### Your assignment
Each line below containing the word "interior" needs to be shown.

### Available data
----

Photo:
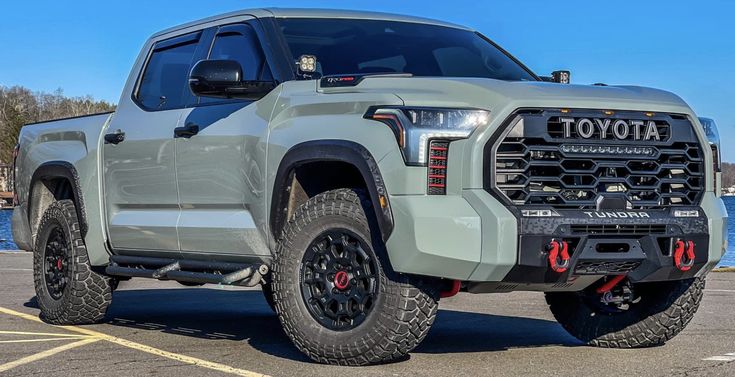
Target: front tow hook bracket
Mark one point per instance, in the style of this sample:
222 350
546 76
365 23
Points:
684 255
558 255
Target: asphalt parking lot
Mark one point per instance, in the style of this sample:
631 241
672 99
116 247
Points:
164 329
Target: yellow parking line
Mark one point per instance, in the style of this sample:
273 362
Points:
44 339
143 348
2 332
41 355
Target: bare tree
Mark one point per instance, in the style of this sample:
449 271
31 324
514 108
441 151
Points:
20 106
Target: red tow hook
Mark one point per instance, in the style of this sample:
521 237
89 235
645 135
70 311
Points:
684 255
610 284
558 255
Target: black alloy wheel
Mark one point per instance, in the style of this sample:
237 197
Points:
339 280
56 266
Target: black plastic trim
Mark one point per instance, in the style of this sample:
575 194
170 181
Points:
332 150
649 258
62 169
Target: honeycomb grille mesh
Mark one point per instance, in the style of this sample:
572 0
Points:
538 170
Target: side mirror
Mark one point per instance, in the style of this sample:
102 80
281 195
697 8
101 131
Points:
223 79
559 77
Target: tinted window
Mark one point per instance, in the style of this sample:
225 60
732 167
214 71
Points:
165 81
347 46
239 43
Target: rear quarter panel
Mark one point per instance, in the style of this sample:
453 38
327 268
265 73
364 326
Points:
75 141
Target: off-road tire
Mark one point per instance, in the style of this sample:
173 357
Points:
267 289
86 294
664 310
402 314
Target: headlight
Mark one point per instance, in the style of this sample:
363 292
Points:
414 127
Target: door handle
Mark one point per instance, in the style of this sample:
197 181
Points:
187 131
116 137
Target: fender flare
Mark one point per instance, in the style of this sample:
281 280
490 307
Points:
61 169
333 151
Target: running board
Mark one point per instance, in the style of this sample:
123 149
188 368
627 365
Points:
190 271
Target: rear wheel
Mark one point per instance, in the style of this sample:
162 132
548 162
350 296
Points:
69 291
647 314
335 293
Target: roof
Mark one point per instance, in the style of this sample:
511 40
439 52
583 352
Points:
315 13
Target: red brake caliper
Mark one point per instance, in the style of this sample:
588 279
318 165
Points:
684 255
341 280
559 256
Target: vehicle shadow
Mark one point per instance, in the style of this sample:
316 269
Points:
239 315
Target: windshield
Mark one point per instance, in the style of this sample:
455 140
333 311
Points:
353 46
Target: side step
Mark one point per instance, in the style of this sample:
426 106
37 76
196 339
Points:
185 270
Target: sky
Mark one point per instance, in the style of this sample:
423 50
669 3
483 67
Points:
687 47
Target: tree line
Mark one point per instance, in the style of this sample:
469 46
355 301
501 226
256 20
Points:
20 106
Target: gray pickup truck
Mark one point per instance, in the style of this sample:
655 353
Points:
361 166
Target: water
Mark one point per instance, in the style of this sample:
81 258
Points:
6 238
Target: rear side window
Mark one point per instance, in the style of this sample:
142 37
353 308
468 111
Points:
164 82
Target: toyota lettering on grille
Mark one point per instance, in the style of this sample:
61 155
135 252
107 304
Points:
606 128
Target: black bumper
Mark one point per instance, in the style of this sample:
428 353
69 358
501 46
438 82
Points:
639 244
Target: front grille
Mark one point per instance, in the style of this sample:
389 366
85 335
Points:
538 162
615 229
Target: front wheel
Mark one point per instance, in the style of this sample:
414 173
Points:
335 293
68 289
649 314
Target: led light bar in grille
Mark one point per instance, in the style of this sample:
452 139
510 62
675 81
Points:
536 164
437 172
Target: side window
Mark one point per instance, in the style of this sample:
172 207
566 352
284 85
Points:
240 43
164 82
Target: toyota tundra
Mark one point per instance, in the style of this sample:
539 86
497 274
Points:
359 167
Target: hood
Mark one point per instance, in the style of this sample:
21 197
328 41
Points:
499 96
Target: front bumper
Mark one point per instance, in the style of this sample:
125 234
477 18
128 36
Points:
475 238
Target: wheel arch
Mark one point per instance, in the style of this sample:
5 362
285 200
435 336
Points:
54 180
347 154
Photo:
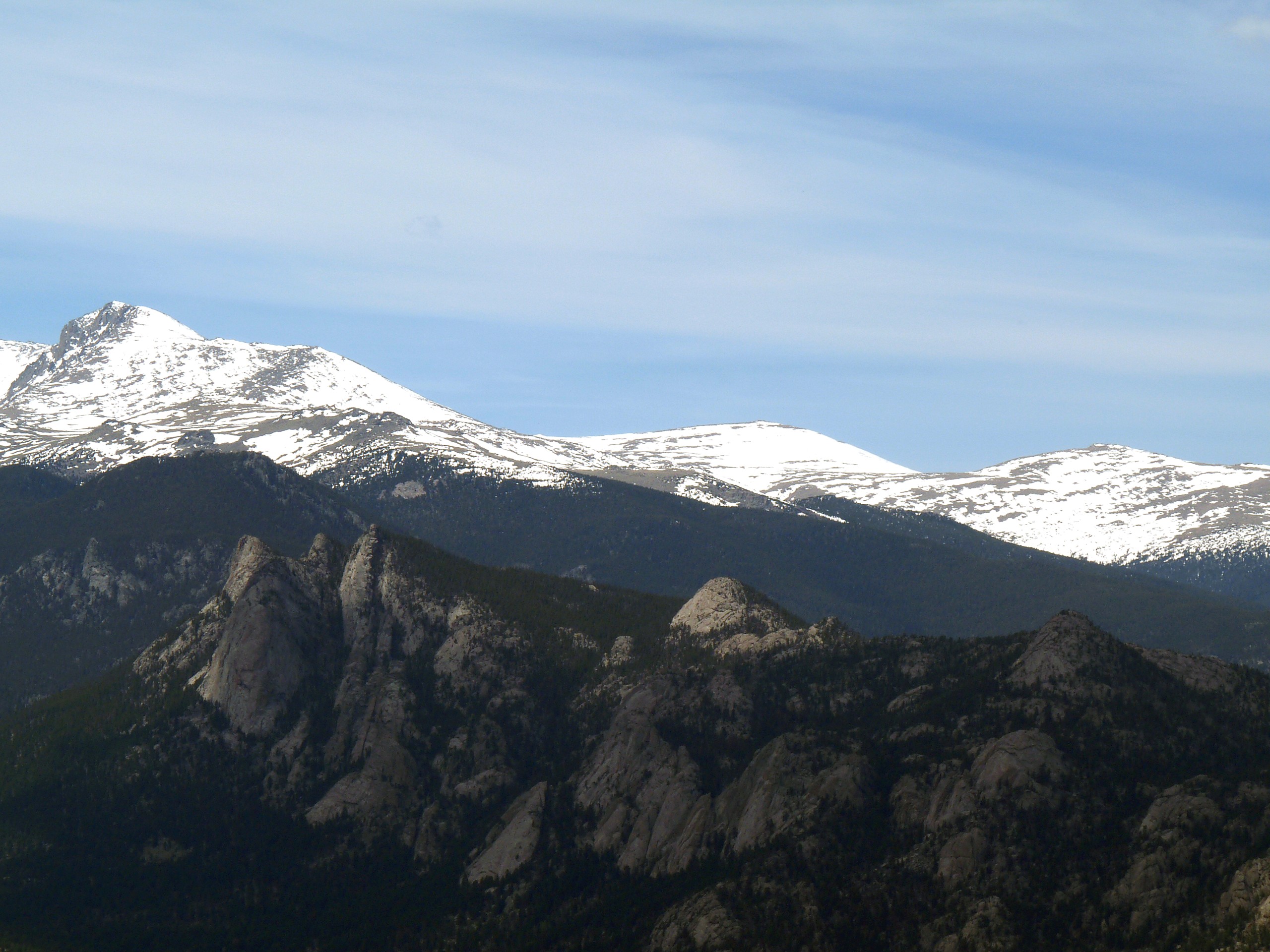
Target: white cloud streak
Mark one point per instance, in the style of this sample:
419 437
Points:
1015 182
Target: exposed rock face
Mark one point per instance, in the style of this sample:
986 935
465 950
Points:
732 619
511 844
1019 813
1023 762
784 787
962 857
726 607
698 923
1170 853
96 606
1249 892
1070 655
648 797
1197 672
284 629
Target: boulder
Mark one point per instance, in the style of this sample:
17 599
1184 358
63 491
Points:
1070 655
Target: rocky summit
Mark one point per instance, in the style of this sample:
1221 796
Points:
381 746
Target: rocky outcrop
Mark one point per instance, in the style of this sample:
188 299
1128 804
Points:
1024 765
699 923
67 615
1070 655
726 607
644 792
512 842
1197 672
1164 873
785 786
731 619
282 630
651 809
962 857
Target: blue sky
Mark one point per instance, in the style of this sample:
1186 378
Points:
951 233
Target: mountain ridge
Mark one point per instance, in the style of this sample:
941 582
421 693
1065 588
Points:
126 382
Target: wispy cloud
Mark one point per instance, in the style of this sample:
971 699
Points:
1070 182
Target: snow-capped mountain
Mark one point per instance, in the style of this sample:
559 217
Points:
1108 504
763 457
125 382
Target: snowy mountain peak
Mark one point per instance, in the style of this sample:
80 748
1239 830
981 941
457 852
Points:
116 320
772 459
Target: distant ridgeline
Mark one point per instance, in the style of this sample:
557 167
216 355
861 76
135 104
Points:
93 572
127 382
382 746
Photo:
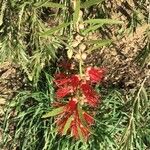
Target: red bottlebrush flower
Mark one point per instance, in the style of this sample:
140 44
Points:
91 96
85 132
72 105
62 92
74 129
89 119
74 81
95 74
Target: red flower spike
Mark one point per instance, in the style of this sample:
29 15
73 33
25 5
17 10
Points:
74 130
72 105
74 81
95 74
62 92
89 119
85 132
91 96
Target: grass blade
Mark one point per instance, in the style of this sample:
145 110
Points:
90 3
103 21
49 4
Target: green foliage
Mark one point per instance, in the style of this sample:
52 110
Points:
121 122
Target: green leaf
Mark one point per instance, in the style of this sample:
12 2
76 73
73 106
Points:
76 12
53 30
54 112
90 3
49 4
67 126
103 21
92 28
101 43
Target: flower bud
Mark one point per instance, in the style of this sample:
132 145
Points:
80 14
75 43
77 56
79 38
82 47
81 26
84 56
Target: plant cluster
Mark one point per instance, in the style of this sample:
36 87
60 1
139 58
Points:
78 93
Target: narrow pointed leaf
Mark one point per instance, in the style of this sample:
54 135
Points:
103 21
101 43
53 30
92 28
49 4
90 3
54 112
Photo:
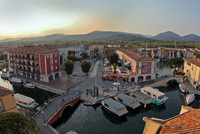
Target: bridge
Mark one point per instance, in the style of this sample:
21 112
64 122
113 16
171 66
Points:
162 81
48 114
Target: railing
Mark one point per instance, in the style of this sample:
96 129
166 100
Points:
60 106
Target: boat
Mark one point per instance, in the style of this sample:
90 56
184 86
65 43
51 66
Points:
128 101
87 103
181 88
15 80
25 102
114 107
142 98
28 84
4 76
190 98
156 96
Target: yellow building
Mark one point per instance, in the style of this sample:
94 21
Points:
187 122
192 70
7 101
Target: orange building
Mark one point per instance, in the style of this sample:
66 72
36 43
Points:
7 101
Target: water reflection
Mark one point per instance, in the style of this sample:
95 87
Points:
113 119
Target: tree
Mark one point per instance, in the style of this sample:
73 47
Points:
96 51
175 63
69 67
71 57
85 66
71 52
84 55
17 123
61 59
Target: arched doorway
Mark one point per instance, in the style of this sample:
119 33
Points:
50 77
132 79
140 79
148 77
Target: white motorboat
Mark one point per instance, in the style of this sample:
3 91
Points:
114 107
28 84
190 98
25 102
156 96
15 80
181 88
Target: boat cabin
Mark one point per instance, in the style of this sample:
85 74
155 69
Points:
153 93
114 107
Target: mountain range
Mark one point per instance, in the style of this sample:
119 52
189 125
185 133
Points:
107 35
171 36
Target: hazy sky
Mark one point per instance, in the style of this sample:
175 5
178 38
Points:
149 17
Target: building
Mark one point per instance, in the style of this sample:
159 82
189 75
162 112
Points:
36 62
7 101
188 121
192 70
141 67
64 50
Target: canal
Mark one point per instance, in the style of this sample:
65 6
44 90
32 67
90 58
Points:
87 120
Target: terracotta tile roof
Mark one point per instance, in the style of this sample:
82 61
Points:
193 61
4 91
186 123
136 56
188 50
34 50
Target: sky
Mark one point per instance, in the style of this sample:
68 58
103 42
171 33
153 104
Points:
25 18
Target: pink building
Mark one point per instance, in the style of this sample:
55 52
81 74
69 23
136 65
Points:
36 62
142 68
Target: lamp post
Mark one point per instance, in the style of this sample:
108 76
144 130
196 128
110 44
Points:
43 116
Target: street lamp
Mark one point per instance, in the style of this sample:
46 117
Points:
43 116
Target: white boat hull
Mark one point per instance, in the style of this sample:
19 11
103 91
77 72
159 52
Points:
15 80
190 98
182 90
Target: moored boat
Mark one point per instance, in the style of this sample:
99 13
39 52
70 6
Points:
15 80
181 88
142 98
25 102
87 103
114 107
5 75
28 84
190 98
128 101
156 96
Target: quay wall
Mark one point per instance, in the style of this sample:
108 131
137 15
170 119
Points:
59 113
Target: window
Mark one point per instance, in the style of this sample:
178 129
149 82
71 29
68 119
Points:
144 70
1 106
154 96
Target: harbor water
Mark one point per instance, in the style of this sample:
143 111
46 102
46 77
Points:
95 120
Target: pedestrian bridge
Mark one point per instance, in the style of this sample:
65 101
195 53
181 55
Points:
48 114
162 81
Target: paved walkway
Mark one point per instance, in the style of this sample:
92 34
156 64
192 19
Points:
55 103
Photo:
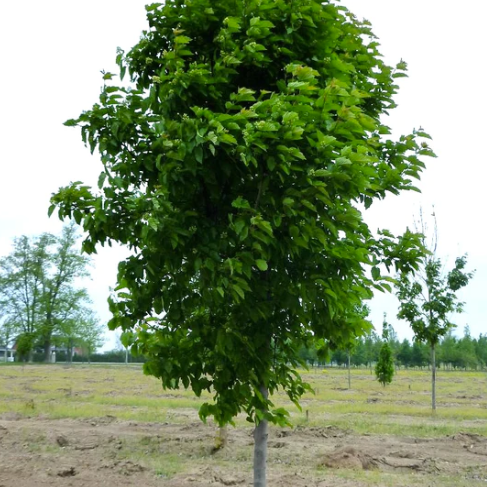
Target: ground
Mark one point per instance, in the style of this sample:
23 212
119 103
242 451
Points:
40 445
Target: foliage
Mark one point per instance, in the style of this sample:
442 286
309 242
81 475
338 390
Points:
384 369
233 168
428 299
39 297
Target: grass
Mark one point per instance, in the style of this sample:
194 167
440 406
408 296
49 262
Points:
403 407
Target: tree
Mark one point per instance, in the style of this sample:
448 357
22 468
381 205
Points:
404 354
233 168
80 328
427 300
6 334
384 369
38 290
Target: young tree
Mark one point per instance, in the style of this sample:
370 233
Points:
37 286
233 167
404 354
384 369
427 301
59 298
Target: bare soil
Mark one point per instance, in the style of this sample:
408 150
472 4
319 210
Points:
37 452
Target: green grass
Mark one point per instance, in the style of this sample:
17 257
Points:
403 408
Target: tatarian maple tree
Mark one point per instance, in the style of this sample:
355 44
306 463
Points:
235 164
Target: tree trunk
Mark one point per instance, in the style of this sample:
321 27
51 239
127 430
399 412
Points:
260 448
433 379
348 367
47 351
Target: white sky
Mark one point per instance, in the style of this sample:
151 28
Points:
52 53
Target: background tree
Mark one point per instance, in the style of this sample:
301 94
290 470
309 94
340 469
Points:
21 278
81 329
429 298
404 353
38 287
384 369
233 167
6 334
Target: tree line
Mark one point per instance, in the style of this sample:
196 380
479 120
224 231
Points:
41 302
453 352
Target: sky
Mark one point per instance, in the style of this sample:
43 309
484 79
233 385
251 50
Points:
53 51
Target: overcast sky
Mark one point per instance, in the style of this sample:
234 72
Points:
52 53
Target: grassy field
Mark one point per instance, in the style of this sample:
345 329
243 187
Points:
403 407
126 424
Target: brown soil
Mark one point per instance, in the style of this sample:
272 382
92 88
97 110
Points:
39 452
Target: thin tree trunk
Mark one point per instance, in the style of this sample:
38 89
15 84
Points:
433 379
260 448
348 366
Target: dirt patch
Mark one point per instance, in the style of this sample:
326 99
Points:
108 452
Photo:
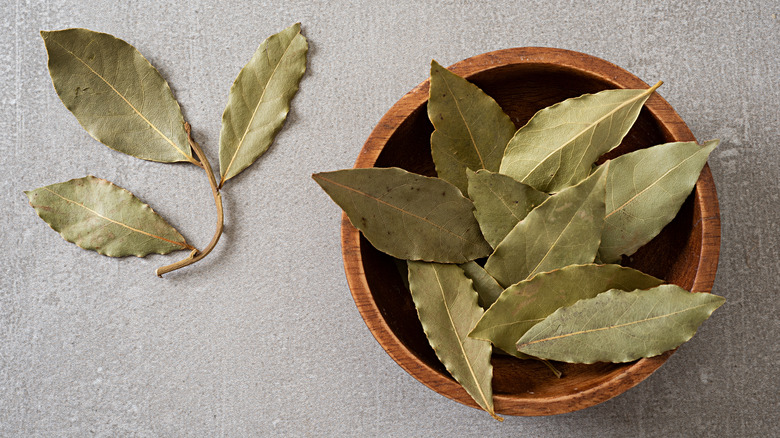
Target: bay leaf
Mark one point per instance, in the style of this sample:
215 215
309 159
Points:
470 128
564 230
97 215
618 326
525 304
259 100
447 307
500 203
486 286
407 216
645 190
557 147
116 95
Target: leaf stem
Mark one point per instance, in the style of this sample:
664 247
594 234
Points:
197 255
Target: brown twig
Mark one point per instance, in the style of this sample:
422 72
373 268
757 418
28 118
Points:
196 255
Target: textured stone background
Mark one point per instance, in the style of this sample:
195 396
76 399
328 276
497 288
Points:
262 337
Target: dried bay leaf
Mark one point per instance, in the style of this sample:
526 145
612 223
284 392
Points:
645 190
618 326
557 147
95 214
486 286
500 203
116 95
564 230
407 216
259 100
471 129
447 307
524 304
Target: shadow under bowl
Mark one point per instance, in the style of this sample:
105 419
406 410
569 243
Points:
523 81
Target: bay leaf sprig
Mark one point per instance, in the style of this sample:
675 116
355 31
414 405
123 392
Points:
122 101
531 233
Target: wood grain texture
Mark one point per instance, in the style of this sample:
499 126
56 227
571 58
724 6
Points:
522 81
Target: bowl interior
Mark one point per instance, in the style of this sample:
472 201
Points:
521 90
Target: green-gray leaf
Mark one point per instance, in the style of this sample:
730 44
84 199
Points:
116 95
471 130
259 100
564 230
618 326
486 286
95 214
447 307
408 216
528 302
500 203
557 147
645 190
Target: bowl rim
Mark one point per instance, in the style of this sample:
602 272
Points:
507 404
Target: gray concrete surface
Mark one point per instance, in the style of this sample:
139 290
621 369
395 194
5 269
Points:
262 337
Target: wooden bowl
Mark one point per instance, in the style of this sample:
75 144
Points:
522 81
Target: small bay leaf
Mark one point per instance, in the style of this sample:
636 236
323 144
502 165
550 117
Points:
645 190
116 95
259 100
407 216
95 214
500 203
486 286
524 304
618 326
471 130
447 307
564 230
557 147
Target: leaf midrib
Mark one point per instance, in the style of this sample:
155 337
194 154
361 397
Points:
633 198
257 106
393 206
125 99
183 245
460 342
616 326
465 123
590 126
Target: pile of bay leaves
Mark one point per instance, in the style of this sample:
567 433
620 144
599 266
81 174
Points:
552 225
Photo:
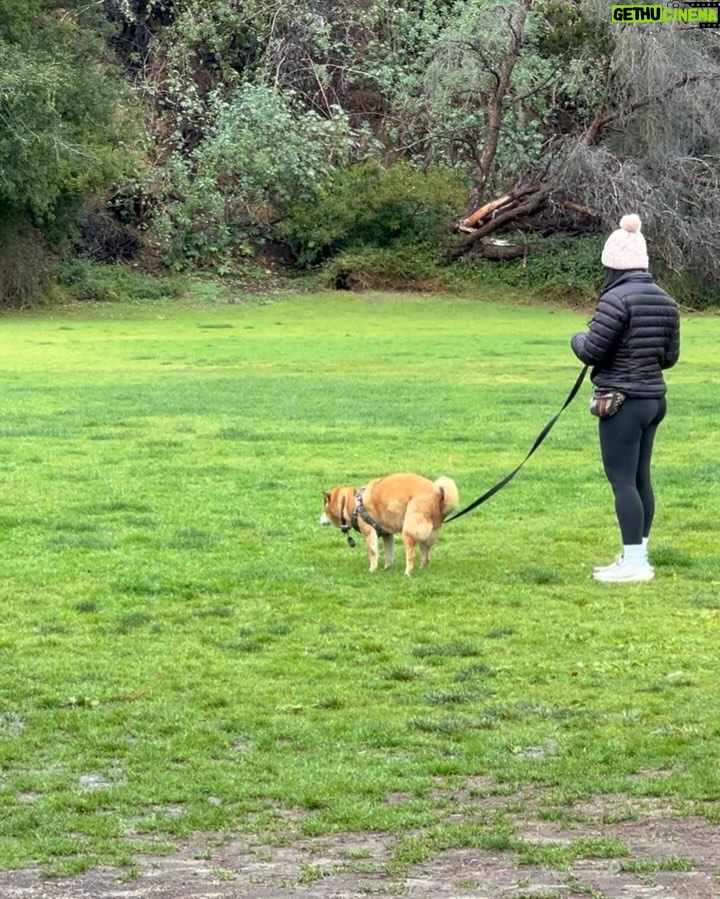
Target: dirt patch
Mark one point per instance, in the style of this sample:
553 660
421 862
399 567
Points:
665 857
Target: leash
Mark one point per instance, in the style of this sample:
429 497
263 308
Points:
538 440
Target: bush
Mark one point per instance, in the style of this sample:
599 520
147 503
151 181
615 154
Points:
399 267
369 205
90 281
262 153
25 264
566 269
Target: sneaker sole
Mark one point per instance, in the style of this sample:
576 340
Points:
629 579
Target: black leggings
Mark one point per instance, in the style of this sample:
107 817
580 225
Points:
626 444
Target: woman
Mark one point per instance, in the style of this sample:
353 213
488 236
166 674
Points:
632 338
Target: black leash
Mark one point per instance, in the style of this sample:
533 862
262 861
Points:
539 439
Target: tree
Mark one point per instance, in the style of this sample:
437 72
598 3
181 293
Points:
64 131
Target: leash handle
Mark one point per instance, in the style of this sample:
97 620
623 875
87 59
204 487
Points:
538 440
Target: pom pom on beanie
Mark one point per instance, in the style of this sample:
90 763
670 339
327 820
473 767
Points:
625 248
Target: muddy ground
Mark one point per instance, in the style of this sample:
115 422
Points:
668 857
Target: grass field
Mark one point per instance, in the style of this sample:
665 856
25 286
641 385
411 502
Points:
184 648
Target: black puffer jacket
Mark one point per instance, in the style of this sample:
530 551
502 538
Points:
633 336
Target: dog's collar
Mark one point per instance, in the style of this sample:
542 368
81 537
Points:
361 512
345 528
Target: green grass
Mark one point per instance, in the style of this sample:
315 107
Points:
184 648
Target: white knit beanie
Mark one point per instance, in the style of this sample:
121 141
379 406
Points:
625 248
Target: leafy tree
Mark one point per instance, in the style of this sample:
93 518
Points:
261 154
65 130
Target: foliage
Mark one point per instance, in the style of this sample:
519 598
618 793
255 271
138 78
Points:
399 267
60 136
66 130
89 281
25 266
372 205
261 155
560 269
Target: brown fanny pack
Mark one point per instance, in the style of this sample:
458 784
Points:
605 402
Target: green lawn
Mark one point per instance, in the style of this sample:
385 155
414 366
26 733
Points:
184 648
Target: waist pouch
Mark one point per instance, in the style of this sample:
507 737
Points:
604 402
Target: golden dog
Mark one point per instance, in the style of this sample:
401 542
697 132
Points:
406 504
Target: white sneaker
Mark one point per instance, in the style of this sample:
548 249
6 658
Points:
616 561
621 573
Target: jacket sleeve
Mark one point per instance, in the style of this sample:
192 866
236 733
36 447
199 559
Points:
597 344
672 347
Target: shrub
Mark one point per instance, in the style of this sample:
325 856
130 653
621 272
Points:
90 281
261 154
399 267
368 204
25 265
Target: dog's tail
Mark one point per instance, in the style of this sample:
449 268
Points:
449 496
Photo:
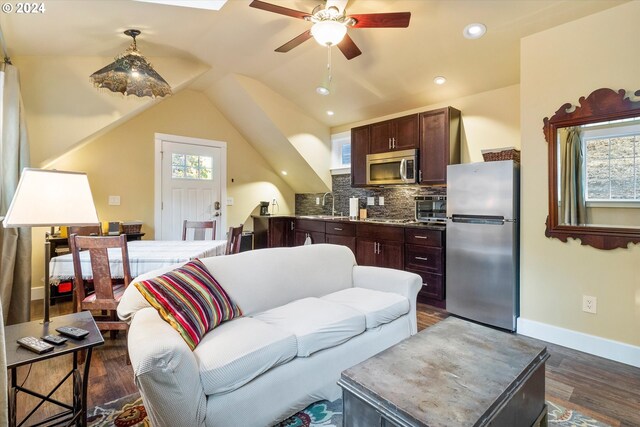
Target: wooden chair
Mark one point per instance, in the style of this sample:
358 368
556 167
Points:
233 240
107 292
84 230
199 229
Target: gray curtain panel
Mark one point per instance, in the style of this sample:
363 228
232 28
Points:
15 243
573 210
4 404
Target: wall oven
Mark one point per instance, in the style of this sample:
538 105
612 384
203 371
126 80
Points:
394 167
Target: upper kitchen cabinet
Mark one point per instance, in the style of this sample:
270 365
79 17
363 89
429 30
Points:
359 151
394 135
439 144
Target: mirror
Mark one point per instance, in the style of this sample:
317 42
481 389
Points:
594 170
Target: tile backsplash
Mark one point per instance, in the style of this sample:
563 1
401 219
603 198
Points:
398 199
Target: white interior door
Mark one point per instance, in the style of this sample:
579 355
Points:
192 184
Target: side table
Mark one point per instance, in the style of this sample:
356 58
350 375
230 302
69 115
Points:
75 412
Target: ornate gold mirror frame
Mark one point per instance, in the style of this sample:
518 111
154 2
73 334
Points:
600 106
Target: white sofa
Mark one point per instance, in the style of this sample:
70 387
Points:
308 313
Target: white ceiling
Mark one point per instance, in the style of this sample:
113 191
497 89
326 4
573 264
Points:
394 73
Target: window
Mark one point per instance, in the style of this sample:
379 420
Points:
189 166
612 158
341 152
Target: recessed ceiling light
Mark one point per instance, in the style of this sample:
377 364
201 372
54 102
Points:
322 90
474 31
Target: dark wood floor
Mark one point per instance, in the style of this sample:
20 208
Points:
606 390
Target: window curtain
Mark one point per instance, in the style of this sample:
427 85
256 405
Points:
4 404
15 243
572 198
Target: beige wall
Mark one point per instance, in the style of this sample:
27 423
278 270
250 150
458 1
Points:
121 162
489 120
63 108
558 66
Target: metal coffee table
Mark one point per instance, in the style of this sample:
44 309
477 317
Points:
455 373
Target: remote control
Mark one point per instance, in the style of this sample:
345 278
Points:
35 345
73 332
54 339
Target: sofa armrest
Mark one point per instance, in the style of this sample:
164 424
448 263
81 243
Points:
390 280
166 372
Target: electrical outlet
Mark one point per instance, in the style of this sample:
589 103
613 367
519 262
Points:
589 304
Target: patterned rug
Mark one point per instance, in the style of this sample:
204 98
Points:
129 412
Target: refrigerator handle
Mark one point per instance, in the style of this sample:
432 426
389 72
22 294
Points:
479 219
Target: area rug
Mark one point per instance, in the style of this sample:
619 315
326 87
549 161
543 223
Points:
129 412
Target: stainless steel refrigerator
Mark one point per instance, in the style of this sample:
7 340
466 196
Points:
482 281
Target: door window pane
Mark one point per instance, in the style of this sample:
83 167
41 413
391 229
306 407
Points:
189 166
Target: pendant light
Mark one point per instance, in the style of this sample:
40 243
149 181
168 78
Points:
131 74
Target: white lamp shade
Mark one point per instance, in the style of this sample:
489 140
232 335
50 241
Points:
49 197
328 33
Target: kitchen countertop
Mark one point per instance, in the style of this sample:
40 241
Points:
378 221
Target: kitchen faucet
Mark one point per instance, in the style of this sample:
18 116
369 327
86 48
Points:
333 202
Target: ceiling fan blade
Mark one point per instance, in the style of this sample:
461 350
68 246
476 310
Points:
348 47
382 20
278 9
294 42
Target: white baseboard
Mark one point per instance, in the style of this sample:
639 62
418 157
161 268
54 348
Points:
603 347
37 293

----

### Solution to this exercise
Target: bowl interior
Target: white interior door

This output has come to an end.